**Text under study**
__________

240,000 Pakistani Children At Risk For Polio
Two-hundred and forty-thousand Pakistani children living in North and South Waziristan, regions known for enduring almost-constant U.S. drone strikes, have missed their scheduled U.N.-sponsored polio vaccinations because of security concerns, the World Health Organization said on Friday.
In December 2012, 15 anti-polio campaign workers were killed by militant groups who accused them of being spies for the U.S.
The polio vaccine was developed in the early 1950s in the U.S., and the disease has been all but eradicated in most developed countries; incidences of the virus have dropped 99 percent since 1988. However, in Pakistan, along with Afghanistan and Nigeria, the disease is still endemic, the WHO said, and the virus is contagious.
“Failure to eradicate polio from these last remaining strongholds could result in as many as 200,000 new cases every year, within 10 years, all over the world,” the WHO said. The children have not been immunized since July 2012, Dr. Nima Saeed Abid told the Associated Press.

__________

**Recorded data**
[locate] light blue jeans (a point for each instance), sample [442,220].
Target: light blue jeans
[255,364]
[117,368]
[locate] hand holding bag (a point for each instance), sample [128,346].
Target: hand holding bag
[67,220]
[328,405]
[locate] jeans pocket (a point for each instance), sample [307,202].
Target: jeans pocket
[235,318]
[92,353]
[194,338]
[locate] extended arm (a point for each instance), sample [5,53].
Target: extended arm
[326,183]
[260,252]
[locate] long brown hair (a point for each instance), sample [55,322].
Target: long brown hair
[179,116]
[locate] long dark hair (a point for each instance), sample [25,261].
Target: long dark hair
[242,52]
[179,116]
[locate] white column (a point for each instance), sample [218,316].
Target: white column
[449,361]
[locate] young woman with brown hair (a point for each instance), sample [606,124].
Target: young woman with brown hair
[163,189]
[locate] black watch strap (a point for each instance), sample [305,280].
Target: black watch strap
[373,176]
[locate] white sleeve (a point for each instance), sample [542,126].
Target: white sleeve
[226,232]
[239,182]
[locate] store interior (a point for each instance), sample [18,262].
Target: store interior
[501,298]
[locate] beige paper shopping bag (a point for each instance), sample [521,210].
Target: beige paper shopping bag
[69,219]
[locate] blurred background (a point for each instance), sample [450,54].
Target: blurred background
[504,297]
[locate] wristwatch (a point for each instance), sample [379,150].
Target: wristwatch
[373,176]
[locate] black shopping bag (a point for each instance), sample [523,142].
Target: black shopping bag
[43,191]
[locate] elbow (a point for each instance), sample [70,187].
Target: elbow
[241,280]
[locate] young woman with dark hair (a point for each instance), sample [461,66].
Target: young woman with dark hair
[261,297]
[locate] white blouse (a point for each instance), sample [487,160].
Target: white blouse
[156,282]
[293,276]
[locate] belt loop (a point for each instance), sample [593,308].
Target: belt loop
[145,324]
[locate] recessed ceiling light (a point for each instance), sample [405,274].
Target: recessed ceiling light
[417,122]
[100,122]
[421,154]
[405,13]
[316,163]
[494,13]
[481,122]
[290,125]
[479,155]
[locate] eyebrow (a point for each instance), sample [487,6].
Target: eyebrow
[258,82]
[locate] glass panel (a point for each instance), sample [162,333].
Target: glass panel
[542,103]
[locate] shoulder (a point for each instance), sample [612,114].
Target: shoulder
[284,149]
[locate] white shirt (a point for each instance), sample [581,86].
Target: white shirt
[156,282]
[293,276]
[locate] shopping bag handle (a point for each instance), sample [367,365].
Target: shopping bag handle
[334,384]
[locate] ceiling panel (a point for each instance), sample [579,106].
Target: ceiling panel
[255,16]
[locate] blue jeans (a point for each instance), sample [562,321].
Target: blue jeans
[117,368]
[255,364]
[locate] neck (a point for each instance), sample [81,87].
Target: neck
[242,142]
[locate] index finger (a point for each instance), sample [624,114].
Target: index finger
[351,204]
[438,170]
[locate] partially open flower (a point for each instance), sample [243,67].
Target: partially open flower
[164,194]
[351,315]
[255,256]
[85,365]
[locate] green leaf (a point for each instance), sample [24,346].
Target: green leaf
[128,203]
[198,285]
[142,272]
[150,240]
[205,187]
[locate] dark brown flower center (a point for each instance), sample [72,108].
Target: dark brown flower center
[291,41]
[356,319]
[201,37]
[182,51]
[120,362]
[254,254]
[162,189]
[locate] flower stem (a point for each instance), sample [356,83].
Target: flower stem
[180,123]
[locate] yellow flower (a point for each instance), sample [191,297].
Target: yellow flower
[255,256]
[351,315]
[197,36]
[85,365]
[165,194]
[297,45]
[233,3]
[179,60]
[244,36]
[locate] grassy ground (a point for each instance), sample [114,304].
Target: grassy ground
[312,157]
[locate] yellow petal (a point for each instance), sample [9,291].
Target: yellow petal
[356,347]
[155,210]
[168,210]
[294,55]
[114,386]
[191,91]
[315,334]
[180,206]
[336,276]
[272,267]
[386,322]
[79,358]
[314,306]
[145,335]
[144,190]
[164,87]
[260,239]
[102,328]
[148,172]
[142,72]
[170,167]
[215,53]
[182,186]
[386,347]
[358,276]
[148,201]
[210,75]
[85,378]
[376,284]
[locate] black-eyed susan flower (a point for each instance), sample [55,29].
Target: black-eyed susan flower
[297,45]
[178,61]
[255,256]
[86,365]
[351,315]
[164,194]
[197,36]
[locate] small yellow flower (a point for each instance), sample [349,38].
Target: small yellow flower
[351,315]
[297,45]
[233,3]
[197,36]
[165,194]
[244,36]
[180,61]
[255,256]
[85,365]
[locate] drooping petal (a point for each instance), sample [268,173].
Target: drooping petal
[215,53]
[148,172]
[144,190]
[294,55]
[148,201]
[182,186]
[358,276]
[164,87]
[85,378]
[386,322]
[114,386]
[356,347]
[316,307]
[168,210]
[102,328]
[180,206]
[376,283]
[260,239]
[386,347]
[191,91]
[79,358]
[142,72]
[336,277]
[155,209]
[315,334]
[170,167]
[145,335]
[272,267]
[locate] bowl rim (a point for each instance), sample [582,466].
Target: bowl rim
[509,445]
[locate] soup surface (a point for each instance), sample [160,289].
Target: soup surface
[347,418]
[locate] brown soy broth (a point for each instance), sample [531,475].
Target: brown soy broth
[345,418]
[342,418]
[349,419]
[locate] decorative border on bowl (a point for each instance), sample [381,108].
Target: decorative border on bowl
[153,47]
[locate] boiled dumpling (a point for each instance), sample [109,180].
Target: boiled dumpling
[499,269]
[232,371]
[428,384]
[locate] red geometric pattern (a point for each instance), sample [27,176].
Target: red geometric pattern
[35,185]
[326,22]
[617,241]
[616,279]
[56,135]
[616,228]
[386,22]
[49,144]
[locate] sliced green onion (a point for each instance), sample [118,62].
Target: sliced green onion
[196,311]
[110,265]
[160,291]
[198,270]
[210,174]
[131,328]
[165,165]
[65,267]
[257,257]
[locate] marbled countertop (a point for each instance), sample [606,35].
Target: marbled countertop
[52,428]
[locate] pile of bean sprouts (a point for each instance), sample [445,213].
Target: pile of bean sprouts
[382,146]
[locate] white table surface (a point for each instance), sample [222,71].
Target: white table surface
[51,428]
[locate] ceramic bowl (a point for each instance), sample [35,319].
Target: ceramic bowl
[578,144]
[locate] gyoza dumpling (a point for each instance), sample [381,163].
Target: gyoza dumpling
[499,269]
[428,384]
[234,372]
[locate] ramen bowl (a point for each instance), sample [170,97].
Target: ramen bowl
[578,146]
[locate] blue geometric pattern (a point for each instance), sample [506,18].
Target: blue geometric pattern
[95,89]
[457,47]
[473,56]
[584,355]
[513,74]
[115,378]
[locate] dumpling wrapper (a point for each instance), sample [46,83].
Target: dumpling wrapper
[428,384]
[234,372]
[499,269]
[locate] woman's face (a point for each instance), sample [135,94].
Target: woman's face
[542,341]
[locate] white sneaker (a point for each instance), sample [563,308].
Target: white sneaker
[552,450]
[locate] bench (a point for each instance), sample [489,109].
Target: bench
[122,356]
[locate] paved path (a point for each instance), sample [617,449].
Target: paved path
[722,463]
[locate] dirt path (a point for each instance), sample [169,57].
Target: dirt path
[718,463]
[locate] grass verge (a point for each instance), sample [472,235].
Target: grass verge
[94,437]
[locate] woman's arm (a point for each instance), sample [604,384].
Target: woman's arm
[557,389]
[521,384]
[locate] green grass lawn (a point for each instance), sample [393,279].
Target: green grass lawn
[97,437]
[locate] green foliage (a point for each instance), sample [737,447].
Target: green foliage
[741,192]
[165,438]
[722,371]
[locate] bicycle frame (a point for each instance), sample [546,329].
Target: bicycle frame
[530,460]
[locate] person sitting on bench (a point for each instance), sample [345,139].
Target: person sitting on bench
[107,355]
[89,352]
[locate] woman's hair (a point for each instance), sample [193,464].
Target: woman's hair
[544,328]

__________

**Work order A**
In the article on polio in Pakistan, how many anti-polio campaign workers did militant groups kill in December 2012?
**Work order B**
Summarize the article on polio in Pakistan in two sentences.

**Answer space A**
15

**Answer space B**
The World Health Organization said that 240,000 children in North and South Waziristan, Pakistan, have missed their scheduled U.N.-sponsored polio vaccinations because of security concerns, and they have not been immunized since July 2012. Polio is still endemic in Pakistan, Afghanistan and Nigeria, and the WHO warned that failing to eradicate it there could lead to as many as 200,000 new cases every year worldwide within 10 years.